• TO BE DONE: Your output is the line containing "The pointer SHOULD provide one marker per instance of the dark" plus all lines after it to the end of the records, reproduced exactly, with nothing else.

• Point labeling dataset excerpts:
————————

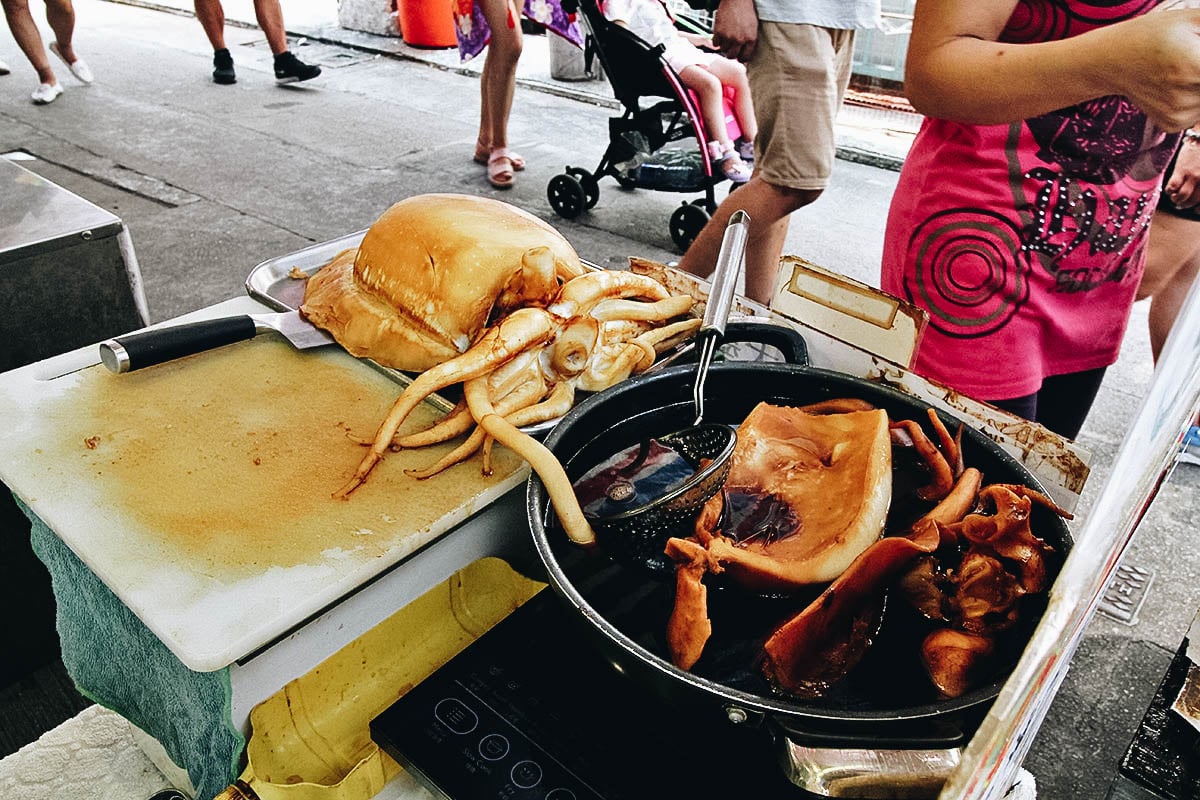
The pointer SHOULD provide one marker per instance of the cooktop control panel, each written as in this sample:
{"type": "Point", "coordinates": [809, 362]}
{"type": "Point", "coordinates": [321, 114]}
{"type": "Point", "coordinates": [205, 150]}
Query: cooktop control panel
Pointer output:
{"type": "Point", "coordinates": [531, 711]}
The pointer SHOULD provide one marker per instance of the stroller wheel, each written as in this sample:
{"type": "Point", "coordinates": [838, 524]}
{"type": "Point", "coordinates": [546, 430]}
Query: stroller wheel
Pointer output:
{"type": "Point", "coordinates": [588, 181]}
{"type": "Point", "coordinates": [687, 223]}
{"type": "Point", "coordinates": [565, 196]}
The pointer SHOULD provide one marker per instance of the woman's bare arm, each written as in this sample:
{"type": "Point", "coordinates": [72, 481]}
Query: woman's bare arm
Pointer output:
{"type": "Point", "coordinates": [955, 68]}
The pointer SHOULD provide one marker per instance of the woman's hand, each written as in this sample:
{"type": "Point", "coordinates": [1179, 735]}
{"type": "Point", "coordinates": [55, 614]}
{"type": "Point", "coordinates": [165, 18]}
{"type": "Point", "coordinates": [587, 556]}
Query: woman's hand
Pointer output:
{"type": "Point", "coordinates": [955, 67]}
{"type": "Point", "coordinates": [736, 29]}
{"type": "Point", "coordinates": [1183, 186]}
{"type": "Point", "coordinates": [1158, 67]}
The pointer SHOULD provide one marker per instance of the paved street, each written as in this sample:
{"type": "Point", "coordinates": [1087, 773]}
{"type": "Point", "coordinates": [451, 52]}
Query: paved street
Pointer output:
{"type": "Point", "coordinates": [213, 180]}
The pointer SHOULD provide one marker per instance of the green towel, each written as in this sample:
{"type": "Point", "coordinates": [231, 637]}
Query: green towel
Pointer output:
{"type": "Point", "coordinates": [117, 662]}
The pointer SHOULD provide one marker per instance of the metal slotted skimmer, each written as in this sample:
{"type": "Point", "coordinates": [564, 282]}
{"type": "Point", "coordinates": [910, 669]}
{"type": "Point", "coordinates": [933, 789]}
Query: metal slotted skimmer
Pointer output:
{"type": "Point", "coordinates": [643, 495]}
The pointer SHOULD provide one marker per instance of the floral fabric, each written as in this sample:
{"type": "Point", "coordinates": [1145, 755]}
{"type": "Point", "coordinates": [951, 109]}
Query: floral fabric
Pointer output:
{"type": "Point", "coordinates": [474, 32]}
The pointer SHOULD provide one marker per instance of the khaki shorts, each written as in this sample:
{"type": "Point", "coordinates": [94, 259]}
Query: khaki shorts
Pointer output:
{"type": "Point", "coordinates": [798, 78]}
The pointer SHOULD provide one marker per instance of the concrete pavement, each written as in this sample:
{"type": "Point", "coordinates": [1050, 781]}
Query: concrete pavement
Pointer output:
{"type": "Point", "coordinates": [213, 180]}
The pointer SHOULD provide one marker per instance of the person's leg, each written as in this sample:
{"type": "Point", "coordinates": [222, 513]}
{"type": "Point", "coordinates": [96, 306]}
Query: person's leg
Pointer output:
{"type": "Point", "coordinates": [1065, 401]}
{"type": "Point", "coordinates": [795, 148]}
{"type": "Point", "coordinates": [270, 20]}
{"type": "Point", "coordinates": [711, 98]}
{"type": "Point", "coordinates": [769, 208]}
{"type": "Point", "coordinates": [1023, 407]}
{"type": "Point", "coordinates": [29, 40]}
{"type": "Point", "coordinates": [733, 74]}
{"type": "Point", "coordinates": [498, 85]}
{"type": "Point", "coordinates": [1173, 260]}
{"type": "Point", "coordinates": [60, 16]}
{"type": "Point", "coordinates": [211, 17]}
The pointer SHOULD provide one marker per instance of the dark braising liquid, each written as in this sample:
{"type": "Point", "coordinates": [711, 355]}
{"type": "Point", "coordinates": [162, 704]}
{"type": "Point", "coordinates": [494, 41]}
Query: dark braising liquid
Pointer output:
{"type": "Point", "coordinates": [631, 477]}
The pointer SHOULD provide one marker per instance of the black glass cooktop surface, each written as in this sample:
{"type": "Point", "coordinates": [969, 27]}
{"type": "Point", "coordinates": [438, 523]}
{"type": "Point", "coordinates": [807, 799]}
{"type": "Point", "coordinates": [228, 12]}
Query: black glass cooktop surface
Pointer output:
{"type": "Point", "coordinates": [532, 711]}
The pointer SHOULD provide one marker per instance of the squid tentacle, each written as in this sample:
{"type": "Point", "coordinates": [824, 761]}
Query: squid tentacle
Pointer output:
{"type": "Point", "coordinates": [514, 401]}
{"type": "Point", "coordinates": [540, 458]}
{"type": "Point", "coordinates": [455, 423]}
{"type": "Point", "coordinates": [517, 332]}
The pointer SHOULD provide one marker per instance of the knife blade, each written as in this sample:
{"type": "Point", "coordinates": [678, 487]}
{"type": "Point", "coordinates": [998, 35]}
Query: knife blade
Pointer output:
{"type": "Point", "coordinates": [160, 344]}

————————

• SOLUTION TO THIS EXERCISE:
The pointer SHOULD provide one marker per instance of the dark braising liquid, each written as in this sample:
{"type": "Point", "coordinates": [711, 355]}
{"type": "Point", "coordinates": [162, 704]}
{"type": "Point", "coordinates": [494, 41]}
Query: dark braising liquid
Pointer output:
{"type": "Point", "coordinates": [631, 477]}
The pointer SHOULD provide one marker per instance of the black glass cooktop surface, each written as in this sample:
{"type": "Point", "coordinates": [969, 27]}
{"type": "Point", "coordinates": [438, 523]}
{"type": "Point", "coordinates": [807, 799]}
{"type": "Point", "coordinates": [228, 12]}
Query: black glass cooktop surface
Pointer output:
{"type": "Point", "coordinates": [532, 711]}
The pointer SHOULD provide one marker per instance of the squid tentacle, each written as in this sample:
{"type": "Point", "coordinates": [824, 761]}
Query: squid tentacle
Pointer output:
{"type": "Point", "coordinates": [514, 401]}
{"type": "Point", "coordinates": [540, 458]}
{"type": "Point", "coordinates": [455, 423]}
{"type": "Point", "coordinates": [517, 332]}
The pointer SHOULD provide one marker per instance of the knife blade, each written as in this sample:
{"type": "Point", "coordinates": [678, 487]}
{"type": "Point", "coordinates": [998, 35]}
Query: knife blade
Pointer output:
{"type": "Point", "coordinates": [160, 344]}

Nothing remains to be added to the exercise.